Exercise aim:
Leaving out the images, transcribe every record below exactly.

Dataset excerpts

━━━━━━━━

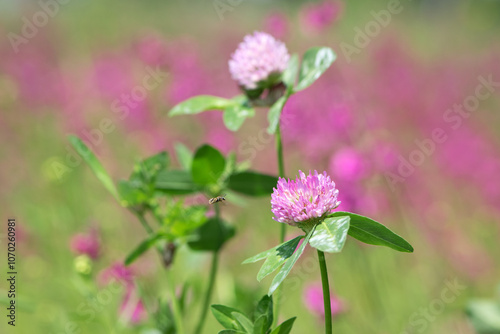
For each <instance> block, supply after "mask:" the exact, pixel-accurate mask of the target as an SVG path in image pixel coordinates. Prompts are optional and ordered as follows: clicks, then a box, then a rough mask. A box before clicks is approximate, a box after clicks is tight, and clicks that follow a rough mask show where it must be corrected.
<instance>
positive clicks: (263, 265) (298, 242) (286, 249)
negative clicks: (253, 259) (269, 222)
mask: <svg viewBox="0 0 500 334" xmlns="http://www.w3.org/2000/svg"><path fill="white" fill-rule="evenodd" d="M301 239H302V237H297V238H295V239H292V240H290V241H288V242H285V243H283V244H281V245H280V246H279V247H278V248H276V251H275V252H274V253H272V254H270V255H269V256H268V257H267V259H266V261H265V262H264V264H263V265H262V267H261V268H260V270H259V273H258V274H257V281H259V282H260V281H262V279H263V278H264V277H266V276H267V275H269V274H271V273H272V272H274V271H275V270H276V269H278V268H279V267H281V265H282V264H283V263H285V261H286V260H287V259H288V258H289V257H290V256H292V254H293V252H294V251H295V249H296V248H297V245H298V244H299V241H300V240H301Z"/></svg>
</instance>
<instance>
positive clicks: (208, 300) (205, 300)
mask: <svg viewBox="0 0 500 334" xmlns="http://www.w3.org/2000/svg"><path fill="white" fill-rule="evenodd" d="M215 218H216V219H217V220H219V219H220V208H219V205H217V204H216V205H215ZM218 263H219V252H218V251H214V252H213V254H212V265H211V267H210V277H209V280H208V287H207V291H206V293H205V300H204V301H203V308H202V309H201V315H200V320H199V321H198V325H197V326H196V331H195V333H196V334H201V332H202V330H203V325H204V324H205V319H206V317H207V313H208V308H209V307H210V300H211V299H212V291H213V290H214V284H215V276H216V274H217V266H218Z"/></svg>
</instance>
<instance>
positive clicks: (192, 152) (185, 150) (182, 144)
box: [174, 143, 193, 170]
mask: <svg viewBox="0 0 500 334" xmlns="http://www.w3.org/2000/svg"><path fill="white" fill-rule="evenodd" d="M174 147H175V154H176V156H177V160H178V161H179V163H180V164H181V166H182V168H184V169H185V170H191V163H192V162H193V152H191V151H190V150H189V149H188V148H187V147H186V146H185V145H184V144H182V143H175V146H174Z"/></svg>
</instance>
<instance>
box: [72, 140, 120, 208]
mask: <svg viewBox="0 0 500 334" xmlns="http://www.w3.org/2000/svg"><path fill="white" fill-rule="evenodd" d="M69 141H70V143H71V145H73V147H74V148H75V150H76V151H77V152H78V154H80V155H81V157H82V158H83V160H85V162H86V163H87V164H88V165H89V166H90V168H91V169H92V171H93V172H94V174H95V175H96V176H97V178H98V179H99V181H101V182H102V184H103V185H104V187H105V188H106V189H107V190H108V191H109V192H110V193H111V195H113V197H114V198H115V199H116V200H117V201H120V197H119V196H118V191H117V190H116V187H115V184H114V183H113V180H111V177H110V176H109V174H108V172H106V170H105V169H104V167H103V166H102V165H101V163H100V162H99V160H98V159H97V157H96V156H95V154H94V153H93V152H92V150H90V148H88V147H87V145H85V143H84V142H83V141H82V140H81V139H80V138H78V137H76V136H72V135H71V136H69Z"/></svg>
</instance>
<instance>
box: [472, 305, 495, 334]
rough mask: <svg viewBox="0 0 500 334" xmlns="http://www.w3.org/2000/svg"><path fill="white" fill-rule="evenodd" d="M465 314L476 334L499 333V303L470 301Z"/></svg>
mask: <svg viewBox="0 0 500 334" xmlns="http://www.w3.org/2000/svg"><path fill="white" fill-rule="evenodd" d="M466 314H467V316H468V318H469V319H470V322H471V324H472V326H473V327H474V329H475V330H476V331H477V333H478V334H498V333H500V301H498V300H472V301H470V302H469V303H468V304H467V308H466Z"/></svg>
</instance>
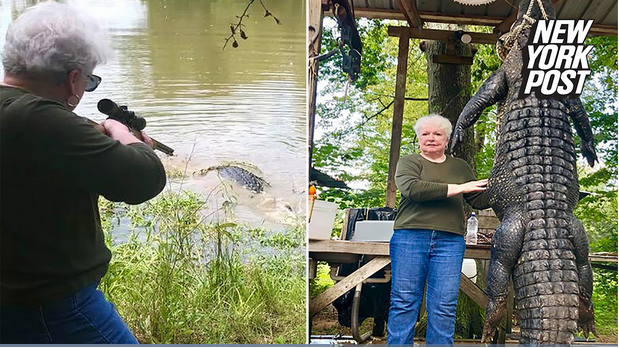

━━━━━━━━

Written answer:
For each <instance> block, supply after "mask:" the exact, pixel-accurate mask of the target as an SVG path in image pixel coordinates. Prompts are optional and ordered as follows: clicks, then a box, then a rough mask. A box before clicks is approximate, a box after clicks is tight, and clicks that follow a rough mask show where it must be corrected.
<instance>
positive clicks: (263, 265) (298, 242) (286, 249)
negative clicks: (253, 259) (269, 222)
mask: <svg viewBox="0 0 500 334" xmlns="http://www.w3.org/2000/svg"><path fill="white" fill-rule="evenodd" d="M301 239H302V237H297V238H295V239H292V240H290V241H288V242H285V243H283V244H281V245H280V246H279V247H278V248H276V251H275V252H274V253H272V254H270V255H269V256H268V257H267V259H266V261H265V262H264V264H263V265H262V267H261V268H260V270H259V273H258V274H257V281H259V282H260V281H262V279H263V278H264V277H266V276H267V275H269V274H271V273H272V272H274V271H275V270H276V269H278V268H279V267H281V265H282V264H283V263H285V261H286V260H287V259H288V258H289V257H290V256H292V254H293V252H294V251H295V249H296V248H297V245H298V244H299V241H300V240H301Z"/></svg>
</instance>
<instance>
positive clicks: (208, 300) (205, 300)
mask: <svg viewBox="0 0 500 334" xmlns="http://www.w3.org/2000/svg"><path fill="white" fill-rule="evenodd" d="M215 218H216V219H217V220H219V219H220V208H219V205H217V204H216V205H215ZM218 263H219V252H218V251H214V252H213V254H212V265H211V267H210V277H209V280H208V287H207V291H206V293H205V300H204V301H203V308H202V309H201V315H200V320H199V321H198V325H197V326H196V331H195V333H196V334H201V332H202V330H203V325H204V324H205V319H206V317H207V313H208V308H209V307H210V300H211V299H212V291H213V290H214V284H215V276H216V274H217V266H218Z"/></svg>
</instance>
<instance>
positive clicks: (192, 152) (185, 150) (182, 144)
box: [174, 143, 193, 170]
mask: <svg viewBox="0 0 500 334" xmlns="http://www.w3.org/2000/svg"><path fill="white" fill-rule="evenodd" d="M174 147H175V154H176V156H177V160H178V161H179V163H180V164H181V166H182V168H184V169H185V170H191V163H192V162H193V152H191V151H190V150H189V149H188V148H187V147H186V146H185V145H184V144H182V143H175V146H174Z"/></svg>
</instance>
<instance>
box: [72, 140, 120, 208]
mask: <svg viewBox="0 0 500 334" xmlns="http://www.w3.org/2000/svg"><path fill="white" fill-rule="evenodd" d="M69 141H70V143H71V145H73V147H74V148H75V150H76V151H77V152H78V154H80V155H81V157H82V158H83V160H85V162H86V163H87V164H88V165H89V166H90V168H91V169H92V171H93V172H94V174H95V175H96V176H97V178H98V179H99V181H101V182H102V184H103V185H104V187H105V188H106V189H107V190H108V191H109V192H110V193H111V195H113V197H114V198H115V199H116V200H117V201H120V197H119V196H118V191H117V190H116V187H115V184H114V183H113V180H111V177H110V176H109V174H108V172H106V170H105V169H104V167H103V166H102V165H101V163H100V162H99V160H98V159H97V157H96V156H95V154H94V153H93V152H92V150H90V148H88V147H87V145H85V143H84V142H83V141H82V140H81V139H80V138H78V137H76V136H72V135H71V136H69Z"/></svg>
</instance>
<instance>
box: [472, 305, 495, 334]
rough mask: <svg viewBox="0 0 500 334" xmlns="http://www.w3.org/2000/svg"><path fill="white" fill-rule="evenodd" d="M465 314L476 334L499 333V303L470 301Z"/></svg>
mask: <svg viewBox="0 0 500 334" xmlns="http://www.w3.org/2000/svg"><path fill="white" fill-rule="evenodd" d="M466 314H467V316H468V318H469V319H470V322H471V324H472V326H473V327H474V329H475V330H476V331H477V333H478V334H498V333H500V301H498V300H472V301H470V302H469V303H468V304H467V308H466Z"/></svg>
</instance>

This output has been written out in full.